→ **DATA FOR PROCESSING**
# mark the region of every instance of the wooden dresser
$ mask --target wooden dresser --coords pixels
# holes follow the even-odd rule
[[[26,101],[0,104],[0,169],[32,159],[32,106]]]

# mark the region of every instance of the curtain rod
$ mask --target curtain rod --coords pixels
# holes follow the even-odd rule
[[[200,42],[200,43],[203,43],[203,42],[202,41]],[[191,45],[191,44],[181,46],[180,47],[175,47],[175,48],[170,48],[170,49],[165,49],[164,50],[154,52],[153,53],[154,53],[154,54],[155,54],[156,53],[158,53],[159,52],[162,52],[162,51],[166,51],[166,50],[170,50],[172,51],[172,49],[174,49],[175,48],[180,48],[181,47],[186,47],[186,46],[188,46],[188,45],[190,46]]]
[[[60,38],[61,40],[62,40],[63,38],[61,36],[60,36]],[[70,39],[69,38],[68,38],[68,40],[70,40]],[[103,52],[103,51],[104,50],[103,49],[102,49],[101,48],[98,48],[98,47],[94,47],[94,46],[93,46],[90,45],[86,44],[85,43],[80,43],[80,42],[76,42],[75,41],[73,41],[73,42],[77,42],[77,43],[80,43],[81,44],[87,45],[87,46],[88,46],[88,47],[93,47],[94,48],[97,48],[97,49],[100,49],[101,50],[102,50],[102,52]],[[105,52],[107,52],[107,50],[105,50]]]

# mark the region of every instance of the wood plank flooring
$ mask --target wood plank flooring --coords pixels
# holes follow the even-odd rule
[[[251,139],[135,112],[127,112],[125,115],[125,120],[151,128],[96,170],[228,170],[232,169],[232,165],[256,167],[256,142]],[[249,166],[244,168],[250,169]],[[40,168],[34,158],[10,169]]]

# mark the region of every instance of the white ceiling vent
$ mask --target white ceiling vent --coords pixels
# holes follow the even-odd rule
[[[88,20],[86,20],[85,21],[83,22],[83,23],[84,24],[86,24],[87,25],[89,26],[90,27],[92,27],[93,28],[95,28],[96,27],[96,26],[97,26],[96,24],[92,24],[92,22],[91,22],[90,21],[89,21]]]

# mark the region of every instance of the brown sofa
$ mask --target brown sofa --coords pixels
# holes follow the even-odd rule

→ **EXERCISE REQUIREMENTS**
Reproduce the full listing exactly.

→ **WORKED ANSWER**
# mark the region of every instance of the wooden dresser
$ mask --target wooden dresser --coords pixels
# holes follow the even-odd rule
[[[26,101],[0,104],[0,169],[32,159],[32,106]]]

# mark the region of every instance of the curtain rod
$ mask --target curtain rod --coords pixels
# holes follow the even-odd rule
[[[200,42],[200,43],[203,43],[203,42],[202,41]],[[191,45],[191,44],[181,46],[180,47],[175,47],[175,48],[170,48],[170,49],[165,49],[164,50],[154,52],[153,53],[154,53],[154,54],[155,54],[156,53],[158,53],[159,52],[162,52],[162,51],[166,51],[166,50],[170,50],[172,51],[172,49],[174,49],[175,48],[180,48],[181,47],[186,47],[186,46],[188,46],[188,45],[190,46]]]
[[[60,38],[61,40],[62,40],[63,38],[61,36],[60,36]],[[70,39],[69,38],[68,38],[68,40],[70,40]],[[103,52],[103,51],[104,50],[103,49],[102,49],[101,48],[98,48],[98,47],[94,47],[94,46],[93,46],[90,45],[86,44],[85,43],[80,43],[80,42],[76,42],[75,41],[73,41],[73,42],[77,42],[77,43],[80,43],[81,44],[87,45],[87,46],[88,46],[88,47],[93,47],[94,48],[97,48],[97,49],[100,49],[101,50],[102,50],[102,52]],[[105,52],[107,52],[107,50],[105,50]]]

# mark the region of every instance of the wood plank flooring
$ mask --target wood plank flooring --coords pixels
# holes follow the even-odd rule
[[[251,139],[135,112],[127,112],[125,115],[125,120],[151,128],[96,170],[228,170],[232,169],[232,165],[256,167],[256,142]],[[249,166],[244,168],[250,169]],[[40,168],[34,158],[10,169]]]

# mark the region of every instance of the white ceiling vent
$ mask --target white ceiling vent --coords pixels
# holes follow the even-odd rule
[[[88,20],[86,20],[85,21],[83,22],[83,23],[84,24],[86,24],[87,25],[89,26],[90,27],[92,27],[93,28],[95,28],[96,27],[96,26],[97,26],[96,24],[92,24],[92,22],[91,22],[90,21],[89,21]]]

# mark the region of every instance of the brown sofa
$ mask --target brown sofa --coords pixels
# holes follow the even-odd rule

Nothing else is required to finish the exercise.